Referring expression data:
-- Opening Marker --
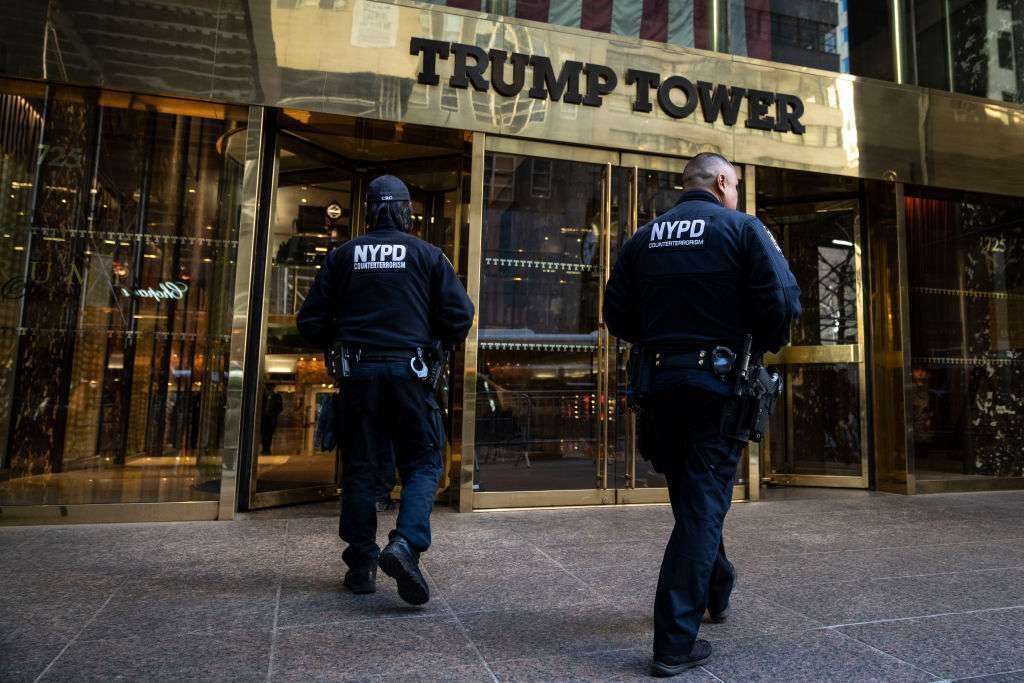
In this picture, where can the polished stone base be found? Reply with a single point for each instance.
(834, 585)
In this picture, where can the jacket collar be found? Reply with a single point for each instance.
(698, 196)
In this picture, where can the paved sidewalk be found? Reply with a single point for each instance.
(834, 585)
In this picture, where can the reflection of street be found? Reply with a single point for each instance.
(144, 479)
(288, 471)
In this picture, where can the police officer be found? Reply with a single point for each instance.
(699, 276)
(383, 298)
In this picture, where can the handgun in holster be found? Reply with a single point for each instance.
(339, 358)
(438, 358)
(756, 390)
(639, 376)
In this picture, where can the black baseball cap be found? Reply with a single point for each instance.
(386, 188)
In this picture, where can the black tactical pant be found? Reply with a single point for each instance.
(385, 407)
(679, 433)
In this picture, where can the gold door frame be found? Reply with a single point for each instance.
(828, 354)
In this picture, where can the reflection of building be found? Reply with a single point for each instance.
(200, 163)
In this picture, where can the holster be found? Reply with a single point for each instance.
(337, 360)
(640, 376)
(438, 358)
(745, 415)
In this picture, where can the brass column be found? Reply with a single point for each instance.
(888, 297)
(467, 457)
(242, 378)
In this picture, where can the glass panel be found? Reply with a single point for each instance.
(681, 23)
(817, 428)
(976, 45)
(819, 245)
(325, 163)
(840, 36)
(538, 406)
(966, 259)
(119, 267)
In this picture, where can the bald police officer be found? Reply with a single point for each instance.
(688, 285)
(379, 302)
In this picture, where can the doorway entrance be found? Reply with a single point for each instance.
(818, 434)
(323, 166)
(552, 426)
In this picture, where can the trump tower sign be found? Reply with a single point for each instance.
(587, 84)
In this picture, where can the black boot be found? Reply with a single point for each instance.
(360, 582)
(400, 562)
(673, 665)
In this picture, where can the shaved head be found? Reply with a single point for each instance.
(714, 173)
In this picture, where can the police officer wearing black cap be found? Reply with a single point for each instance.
(380, 302)
(688, 290)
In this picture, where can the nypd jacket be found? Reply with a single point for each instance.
(701, 274)
(386, 290)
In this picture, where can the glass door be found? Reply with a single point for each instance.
(818, 436)
(543, 403)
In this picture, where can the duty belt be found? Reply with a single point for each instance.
(365, 353)
(694, 360)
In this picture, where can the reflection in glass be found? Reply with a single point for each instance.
(682, 23)
(538, 401)
(966, 258)
(118, 267)
(835, 35)
(819, 246)
(816, 429)
(971, 46)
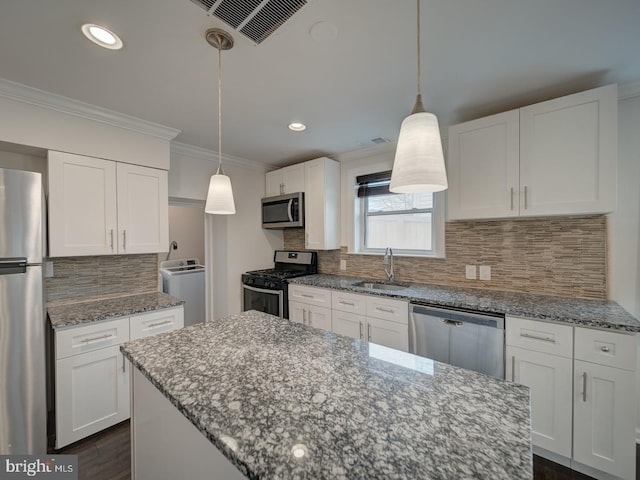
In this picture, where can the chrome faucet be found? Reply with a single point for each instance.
(388, 260)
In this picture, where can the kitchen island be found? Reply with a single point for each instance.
(283, 400)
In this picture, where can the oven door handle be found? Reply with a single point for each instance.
(272, 291)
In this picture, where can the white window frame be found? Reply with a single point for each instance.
(354, 222)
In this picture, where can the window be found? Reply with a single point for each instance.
(403, 221)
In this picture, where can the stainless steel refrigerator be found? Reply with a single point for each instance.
(23, 409)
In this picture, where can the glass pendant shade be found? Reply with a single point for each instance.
(220, 196)
(418, 166)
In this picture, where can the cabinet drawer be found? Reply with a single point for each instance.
(310, 295)
(540, 336)
(349, 302)
(606, 348)
(388, 309)
(93, 336)
(148, 324)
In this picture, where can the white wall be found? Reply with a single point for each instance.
(237, 243)
(624, 223)
(40, 119)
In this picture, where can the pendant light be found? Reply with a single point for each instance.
(220, 195)
(418, 166)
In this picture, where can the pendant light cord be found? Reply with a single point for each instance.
(219, 112)
(418, 107)
(418, 49)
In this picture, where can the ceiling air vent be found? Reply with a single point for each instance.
(255, 19)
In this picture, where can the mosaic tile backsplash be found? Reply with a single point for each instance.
(558, 256)
(80, 278)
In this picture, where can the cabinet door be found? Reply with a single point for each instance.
(92, 393)
(568, 154)
(293, 178)
(152, 323)
(348, 324)
(483, 168)
(549, 379)
(603, 413)
(319, 317)
(322, 204)
(274, 185)
(388, 334)
(82, 205)
(143, 209)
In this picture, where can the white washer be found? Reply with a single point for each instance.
(185, 279)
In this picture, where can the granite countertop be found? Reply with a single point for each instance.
(71, 314)
(589, 313)
(257, 385)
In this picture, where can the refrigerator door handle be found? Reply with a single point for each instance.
(10, 266)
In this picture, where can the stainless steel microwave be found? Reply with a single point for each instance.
(283, 211)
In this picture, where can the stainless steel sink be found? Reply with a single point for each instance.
(380, 286)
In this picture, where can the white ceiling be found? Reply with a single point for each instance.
(479, 57)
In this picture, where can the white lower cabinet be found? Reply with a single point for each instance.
(92, 376)
(549, 378)
(92, 392)
(604, 402)
(582, 394)
(376, 319)
(318, 317)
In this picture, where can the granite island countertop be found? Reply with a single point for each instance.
(360, 410)
(582, 312)
(70, 314)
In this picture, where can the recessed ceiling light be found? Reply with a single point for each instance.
(102, 36)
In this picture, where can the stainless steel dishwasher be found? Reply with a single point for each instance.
(470, 340)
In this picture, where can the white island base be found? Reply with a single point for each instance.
(165, 445)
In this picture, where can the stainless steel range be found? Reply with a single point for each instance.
(266, 290)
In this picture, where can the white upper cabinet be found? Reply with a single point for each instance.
(82, 205)
(483, 167)
(553, 158)
(143, 209)
(286, 180)
(101, 207)
(322, 204)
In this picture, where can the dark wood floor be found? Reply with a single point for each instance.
(107, 456)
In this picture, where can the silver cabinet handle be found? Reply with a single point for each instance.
(97, 339)
(535, 337)
(159, 324)
(388, 310)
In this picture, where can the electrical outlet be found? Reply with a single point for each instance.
(485, 272)
(470, 272)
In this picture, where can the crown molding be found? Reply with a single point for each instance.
(59, 103)
(206, 155)
(628, 90)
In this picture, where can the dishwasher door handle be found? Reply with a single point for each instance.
(452, 323)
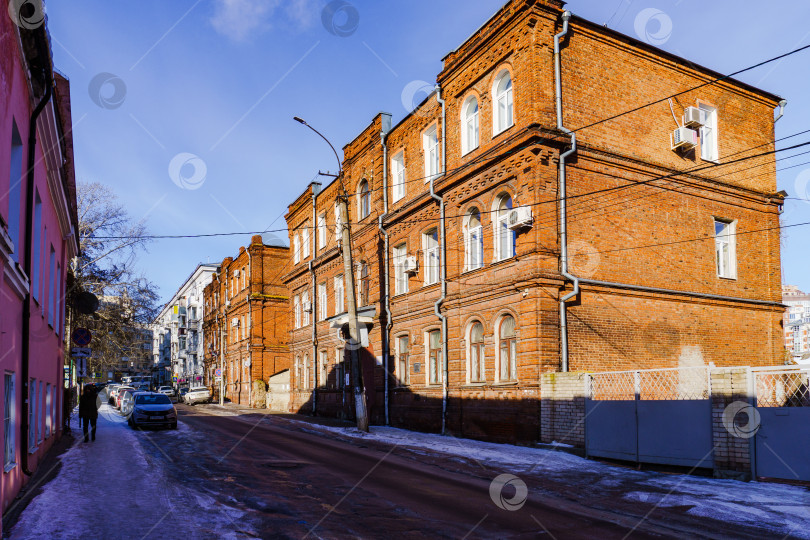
-- Closing Marker --
Problem details:
Copy every entry word for word, but omit the pictures.

Exercise response:
In this picture, where can the polished stone base be found? Reply with a single point for each instance.
(834, 585)
In this picture, where can the jacket collar be found? Reply with a single point for each instance.
(698, 196)
In this picture, where can the paved sidewalk be found? Reply with a single point for each instance.
(834, 585)
In this picture, where can the reflection of street be found? Reply with a single point for each instance.
(144, 479)
(288, 471)
In this picture, where can the police officer be found? Reply with a single point for each instance.
(699, 276)
(383, 298)
In this picture, where can the handgun in holster be found? Reply with a single point for each instance.
(339, 358)
(438, 358)
(756, 390)
(639, 376)
In this picture, where can the black baseball cap be found? Reply with a single point for each instance.
(386, 188)
In this picture, where can the black tactical pant be found? Reply with a single point for each instance.
(385, 407)
(679, 433)
In this picture, where can the gold door frame be found? Reply with a single point for each instance.
(828, 354)
In this picture, where can the reflection of building be found? Reply with a single point for each instance.
(200, 163)
In this picture, where can the holster be found? Reply with a single point for each instance.
(337, 360)
(640, 376)
(438, 358)
(745, 415)
In this picture, where can the brass column be found? Reply with a single point for each instance.
(888, 297)
(467, 457)
(242, 378)
In this picture, where can the glass panel be found? Reply with a single point for each instance.
(681, 23)
(817, 428)
(976, 45)
(819, 245)
(325, 163)
(840, 36)
(538, 406)
(966, 259)
(119, 267)
In this picture, where can the bald police officer be found? Reply with a single point for each instance.
(688, 285)
(379, 302)
In this picture, where can the doorway entrance be found? Reply with a single point for each instance.
(818, 434)
(323, 166)
(552, 426)
In this picture, where can the trump tower sign be found? Reply with a single point for each instance.
(587, 84)
In this picture, where can the black boot be found? Reply with a single point for each instance.
(360, 582)
(400, 562)
(673, 665)
In this picture, where can the shaved head be found? Reply with a single point for each instance.
(714, 173)
In this picture, where can the police officer wearing black cap be found? Reply with a single point for each instance.
(380, 302)
(688, 290)
In this picture, where can the nypd jacket be found? Reply with a single point for each instance.
(701, 274)
(386, 290)
In this picture, where can the glass door be found? Reply with a single point for each instance.
(818, 436)
(543, 403)
In this picture, where can the duty belt be found? Reply with a single point for each instance.
(365, 353)
(694, 360)
In this picture, where can the reflection in glass be found? Reply with a single point for each instance.
(682, 23)
(538, 401)
(966, 258)
(118, 267)
(835, 35)
(819, 246)
(816, 429)
(971, 46)
In this picture, where can the chrome faucet be found? Reply with a single point for each instance.
(388, 260)
In this picture, where can the kitchen island be found? Reply with a single point for each instance.
(283, 400)
In this picture, where can the oven door handle be found? Reply with a single point for each instance.
(272, 291)
In this picture, where can the white window frame be found? Reply with a single point for each instance.
(354, 222)
In this picture, where can the window be found? Reply with a single point for each instance.
(403, 221)
In this picture, where can the stainless steel refrigerator be found? Reply with a single point for each instance.
(23, 409)
In this picture, where can the glass pendant shade be found? Reply with a single point for each instance.
(220, 196)
(418, 166)
In this picture, where can the cabinet drawer be found? Reply with a single point for each instance.
(310, 295)
(540, 336)
(349, 302)
(606, 348)
(388, 309)
(93, 336)
(148, 324)
In this picture, where can the white wall be found? Reply with a single point for each instance.
(237, 243)
(624, 223)
(40, 119)
In this picture, where can the pendant light be found? Reply with a single point for each instance.
(220, 195)
(418, 166)
In this picture, where can the pendant light cord be found? Reply with a single point for each instance.
(219, 112)
(418, 107)
(418, 49)
In this picture, where can the ceiling air vent be found? Reply with a single point for each instance.
(255, 19)
In this picture, where can the mosaic tile backsplash be found? Reply with a single point for each instance.
(558, 256)
(80, 278)
In this picture, where can the cabinet door be found? Reply with a single point for each instance.
(92, 393)
(568, 154)
(293, 178)
(152, 323)
(348, 324)
(483, 168)
(549, 379)
(603, 413)
(319, 317)
(322, 204)
(274, 185)
(388, 334)
(82, 205)
(143, 209)
In this picture, where can the white washer be found? Reply with a single point for each instance.
(185, 279)
In this picture, where can the granite countertop be found? Reply with a single point for each instance.
(71, 314)
(589, 313)
(257, 385)
In this picture, where can the refrigerator door handle be found? Reply with a single point for each instance.
(10, 266)
In this picture, where can the stainless steel microwave be found? Reply with a single point for each instance.
(283, 211)
In this picture, where can the stainless steel sink be found? Reply with a single point for each instance.
(380, 286)
In this picture, where can the white ceiling be found? Reply with a single point for each instance.
(479, 57)
In this picture, where can the white lower cabinet be found? Reply with a single point for each instance.
(92, 376)
(549, 378)
(92, 392)
(604, 402)
(582, 394)
(376, 319)
(318, 317)
In this picture, where can the granite island countertop be found? Reply with a single point for each instance.
(360, 410)
(582, 312)
(70, 314)
In this picture, where can the recessed ceiling light be found? Reply with a single point for each instance.
(102, 36)
In this picture, where can the stainless steel dishwasher be found? Reply with a single point for each instance.
(470, 340)
In this picture, where can the white island base be found? Reply with a single point for each instance.
(165, 445)
In this picture, where can the stainless steel range be found? Reply with a single point for each instance.
(266, 290)
In this picture, where can the white upper cabinet be found? Reply with a single point for each instance.
(82, 205)
(483, 167)
(553, 158)
(143, 209)
(286, 180)
(101, 207)
(322, 204)
In this picture, where can the dark wood floor be found? Reply with a single point for each instance.
(107, 456)
In this picture, where can the silver cabinet handle be found? Reply with a single point for each instance.
(97, 339)
(535, 337)
(159, 324)
(388, 310)
In this picture, where can the electrical outlet be found? Reply with a single point for each instance.
(485, 272)
(470, 272)
In this picture, where can the crown molding be found? Reply with a single point for each instance.
(59, 103)
(206, 155)
(628, 90)
In this picture, where can the dishwasher door handle be found? Reply with a single point for each instance.
(452, 323)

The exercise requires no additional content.